Begin

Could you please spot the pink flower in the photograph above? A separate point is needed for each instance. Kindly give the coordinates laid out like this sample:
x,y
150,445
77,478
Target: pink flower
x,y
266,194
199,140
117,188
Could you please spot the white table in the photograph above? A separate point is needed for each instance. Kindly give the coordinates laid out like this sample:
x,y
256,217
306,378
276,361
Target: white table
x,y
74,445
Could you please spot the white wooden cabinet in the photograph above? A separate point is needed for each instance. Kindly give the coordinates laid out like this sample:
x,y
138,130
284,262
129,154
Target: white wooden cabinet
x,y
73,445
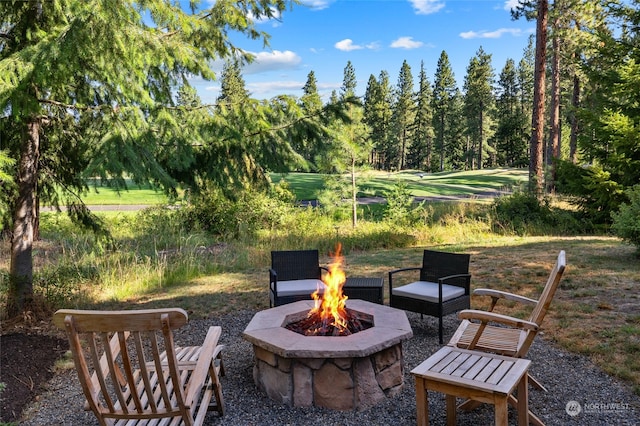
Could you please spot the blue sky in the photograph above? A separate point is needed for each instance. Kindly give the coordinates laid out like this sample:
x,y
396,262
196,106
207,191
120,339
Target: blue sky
x,y
375,35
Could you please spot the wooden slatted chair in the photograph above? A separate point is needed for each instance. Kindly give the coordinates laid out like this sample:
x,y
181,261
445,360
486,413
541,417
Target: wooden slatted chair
x,y
294,275
132,373
443,286
488,331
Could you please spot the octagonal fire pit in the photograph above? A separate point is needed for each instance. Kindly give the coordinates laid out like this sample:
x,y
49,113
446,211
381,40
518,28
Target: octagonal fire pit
x,y
341,372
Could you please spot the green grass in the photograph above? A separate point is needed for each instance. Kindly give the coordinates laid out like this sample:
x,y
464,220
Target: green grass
x,y
306,186
376,183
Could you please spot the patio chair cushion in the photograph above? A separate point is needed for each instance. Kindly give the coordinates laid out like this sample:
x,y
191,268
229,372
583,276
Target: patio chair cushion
x,y
299,287
428,291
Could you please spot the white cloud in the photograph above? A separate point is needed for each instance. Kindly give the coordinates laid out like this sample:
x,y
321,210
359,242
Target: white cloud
x,y
406,43
317,4
347,45
510,4
491,34
258,89
426,7
271,61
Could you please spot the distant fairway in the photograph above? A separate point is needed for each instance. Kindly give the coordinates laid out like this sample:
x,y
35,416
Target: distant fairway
x,y
376,183
306,186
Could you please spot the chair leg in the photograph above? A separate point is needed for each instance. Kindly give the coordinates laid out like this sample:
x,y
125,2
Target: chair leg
x,y
536,384
533,419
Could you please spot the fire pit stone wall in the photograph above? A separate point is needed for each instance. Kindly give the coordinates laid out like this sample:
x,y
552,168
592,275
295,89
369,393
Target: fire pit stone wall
x,y
337,372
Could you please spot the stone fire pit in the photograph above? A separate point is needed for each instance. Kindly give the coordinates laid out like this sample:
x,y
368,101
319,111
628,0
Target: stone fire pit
x,y
337,372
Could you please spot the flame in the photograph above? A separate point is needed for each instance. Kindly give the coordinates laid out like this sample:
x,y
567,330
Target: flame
x,y
330,306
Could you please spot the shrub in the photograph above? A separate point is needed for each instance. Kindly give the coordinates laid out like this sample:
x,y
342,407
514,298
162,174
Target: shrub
x,y
626,221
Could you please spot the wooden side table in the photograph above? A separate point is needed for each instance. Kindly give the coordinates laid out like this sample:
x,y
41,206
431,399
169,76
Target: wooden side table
x,y
472,375
369,289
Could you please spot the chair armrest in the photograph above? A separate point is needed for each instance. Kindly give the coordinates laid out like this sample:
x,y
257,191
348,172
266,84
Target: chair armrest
x,y
443,280
210,349
486,317
273,279
497,295
395,271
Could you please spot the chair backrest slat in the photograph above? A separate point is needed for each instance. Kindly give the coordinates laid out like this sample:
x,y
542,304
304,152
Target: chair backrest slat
x,y
544,301
130,367
296,264
437,264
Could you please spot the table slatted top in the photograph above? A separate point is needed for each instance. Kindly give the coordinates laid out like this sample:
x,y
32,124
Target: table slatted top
x,y
478,370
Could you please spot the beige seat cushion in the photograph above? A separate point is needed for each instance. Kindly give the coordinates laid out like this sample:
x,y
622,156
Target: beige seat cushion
x,y
424,290
299,287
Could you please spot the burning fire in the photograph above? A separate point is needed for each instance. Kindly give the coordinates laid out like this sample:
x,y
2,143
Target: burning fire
x,y
330,306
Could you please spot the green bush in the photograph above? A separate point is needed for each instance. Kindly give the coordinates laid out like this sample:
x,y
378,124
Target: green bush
x,y
626,221
240,217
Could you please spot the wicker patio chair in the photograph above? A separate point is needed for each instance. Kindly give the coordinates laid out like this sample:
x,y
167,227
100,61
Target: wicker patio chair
x,y
443,286
294,275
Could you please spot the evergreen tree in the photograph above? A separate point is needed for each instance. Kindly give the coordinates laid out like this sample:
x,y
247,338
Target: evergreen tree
x,y
349,82
377,116
479,103
458,152
349,139
310,146
421,150
233,93
403,114
511,148
87,77
444,90
525,90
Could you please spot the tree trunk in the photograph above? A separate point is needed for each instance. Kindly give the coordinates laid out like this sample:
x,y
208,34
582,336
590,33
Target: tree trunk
x,y
20,291
575,103
553,151
537,116
480,143
354,191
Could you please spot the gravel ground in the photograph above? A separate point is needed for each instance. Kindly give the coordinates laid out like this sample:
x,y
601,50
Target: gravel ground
x,y
568,377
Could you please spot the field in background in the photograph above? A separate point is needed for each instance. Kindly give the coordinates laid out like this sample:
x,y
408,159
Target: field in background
x,y
372,183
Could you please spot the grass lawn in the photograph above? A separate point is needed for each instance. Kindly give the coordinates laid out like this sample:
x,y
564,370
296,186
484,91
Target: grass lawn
x,y
306,186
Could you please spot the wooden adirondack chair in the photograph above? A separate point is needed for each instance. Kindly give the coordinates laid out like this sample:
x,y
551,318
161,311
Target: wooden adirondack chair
x,y
132,373
508,335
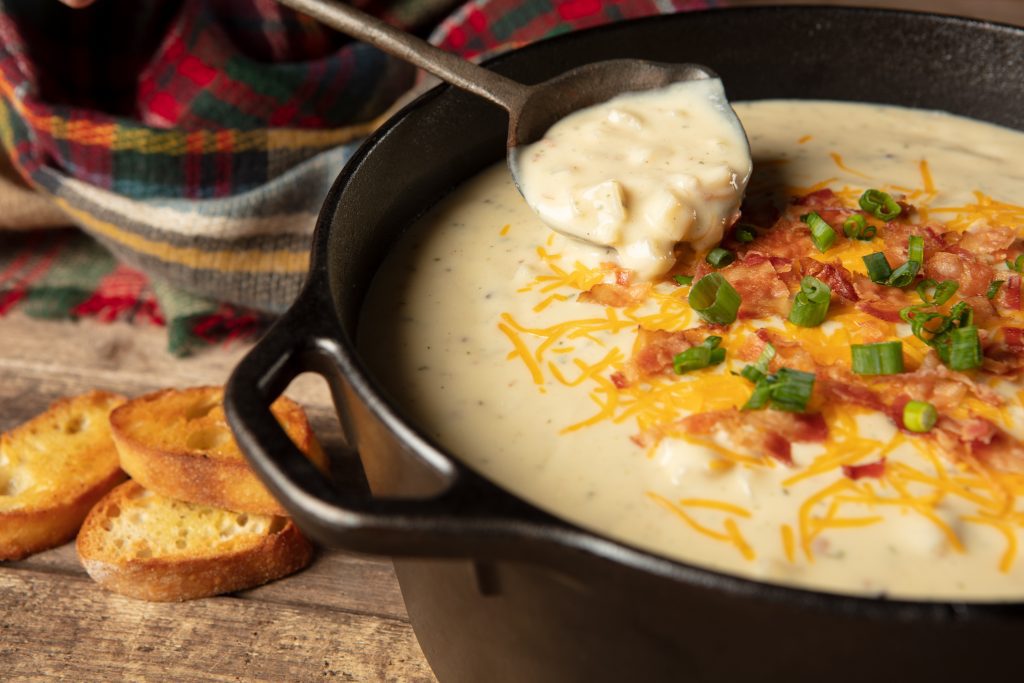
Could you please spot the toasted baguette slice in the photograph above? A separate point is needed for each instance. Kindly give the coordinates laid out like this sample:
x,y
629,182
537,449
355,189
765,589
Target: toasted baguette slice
x,y
146,546
52,469
177,443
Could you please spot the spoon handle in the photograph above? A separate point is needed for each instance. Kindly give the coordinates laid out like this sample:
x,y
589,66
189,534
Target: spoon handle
x,y
448,67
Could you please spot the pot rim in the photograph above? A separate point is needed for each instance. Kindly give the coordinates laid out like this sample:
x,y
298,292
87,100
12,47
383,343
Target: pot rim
x,y
331,338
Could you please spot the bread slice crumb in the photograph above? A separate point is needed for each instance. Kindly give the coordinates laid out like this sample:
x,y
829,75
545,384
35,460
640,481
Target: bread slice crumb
x,y
52,469
177,442
143,545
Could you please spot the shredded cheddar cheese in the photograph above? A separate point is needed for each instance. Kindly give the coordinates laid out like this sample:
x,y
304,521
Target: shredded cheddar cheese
x,y
830,503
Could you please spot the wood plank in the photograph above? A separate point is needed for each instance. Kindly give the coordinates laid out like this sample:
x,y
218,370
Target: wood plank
x,y
336,580
51,630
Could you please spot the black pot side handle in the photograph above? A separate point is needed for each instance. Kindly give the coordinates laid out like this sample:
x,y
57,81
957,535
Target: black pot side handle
x,y
470,518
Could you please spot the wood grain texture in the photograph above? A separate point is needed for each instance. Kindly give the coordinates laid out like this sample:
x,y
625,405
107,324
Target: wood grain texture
x,y
53,630
342,619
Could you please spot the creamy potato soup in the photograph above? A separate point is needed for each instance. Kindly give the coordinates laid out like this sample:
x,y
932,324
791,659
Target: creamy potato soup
x,y
642,172
833,402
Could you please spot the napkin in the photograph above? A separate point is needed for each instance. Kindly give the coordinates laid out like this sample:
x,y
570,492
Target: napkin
x,y
166,161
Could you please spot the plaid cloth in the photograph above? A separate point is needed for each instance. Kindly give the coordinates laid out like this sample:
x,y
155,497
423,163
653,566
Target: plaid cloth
x,y
194,141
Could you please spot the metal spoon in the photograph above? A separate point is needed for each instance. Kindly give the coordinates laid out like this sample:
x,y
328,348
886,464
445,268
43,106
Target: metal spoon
x,y
532,109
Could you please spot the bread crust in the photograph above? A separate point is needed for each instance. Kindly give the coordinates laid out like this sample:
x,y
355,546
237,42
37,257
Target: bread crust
x,y
31,520
171,578
176,464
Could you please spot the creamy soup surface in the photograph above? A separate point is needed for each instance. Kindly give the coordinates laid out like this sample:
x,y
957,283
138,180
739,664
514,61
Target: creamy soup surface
x,y
475,326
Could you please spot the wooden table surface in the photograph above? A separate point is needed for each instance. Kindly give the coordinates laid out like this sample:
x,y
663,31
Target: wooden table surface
x,y
343,617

End

◆ **To be done**: Only the lines from the one containing "Could you please spot the wood grain" through the end of the material should be reproduced, exactly, with both ends included.

◆ **Solution to this exercise**:
Could you please spot the wood grain texture in the photograph above? A separate point is needed for each instance. Kindly give the coordinates laid out like this sample:
x,y
625,405
107,324
Target: wood grain texture
x,y
53,630
342,619
Could you please spot the creamy potato soup in the photograph above? A separate point is needed for each instance. Kindly give the coordinates laid out like this sample:
x,y
932,324
791,659
Target: creamy potato soup
x,y
642,172
833,402
Could you please spot the napkin in the photograph above? A separate point is needed for each instance. Kindly give the coordinates laid out like this sample:
x,y
570,492
Target: napkin
x,y
166,161
Could you please spot the plaid cloth in the photograph above? A separate point is needed for each instance. Kindly give the coordinates laid out like this sample:
x,y
155,497
423,163
653,566
Target: plaid cloth
x,y
194,141
Could you please spot the metal spoon in the photograph above? A separate point is needed for each instance. Kindly give the coordinates laid out like this sample:
x,y
328,348
886,464
445,268
43,106
Target: metal spoon
x,y
532,109
Could you please spot the bread crust in the photograph above? A separate point is needed for each instance. Kindly give the coordinates laid out like this sample:
x,y
355,546
237,42
37,257
Target: bread crust
x,y
31,520
171,578
176,464
Could you please spot the creamy soup surface in the photograph above? A separate point is needed for each instance. Kindly give the coordinates laid out like this sample:
x,y
957,283
138,180
739,664
514,61
Target: creamy soup surface
x,y
475,326
Could you please spot the wooden table surface in the photograph above? A separate point is needed for each instance. Kindly give the coordinates laid out like this sample:
x,y
663,31
Target: wooden table surface
x,y
343,617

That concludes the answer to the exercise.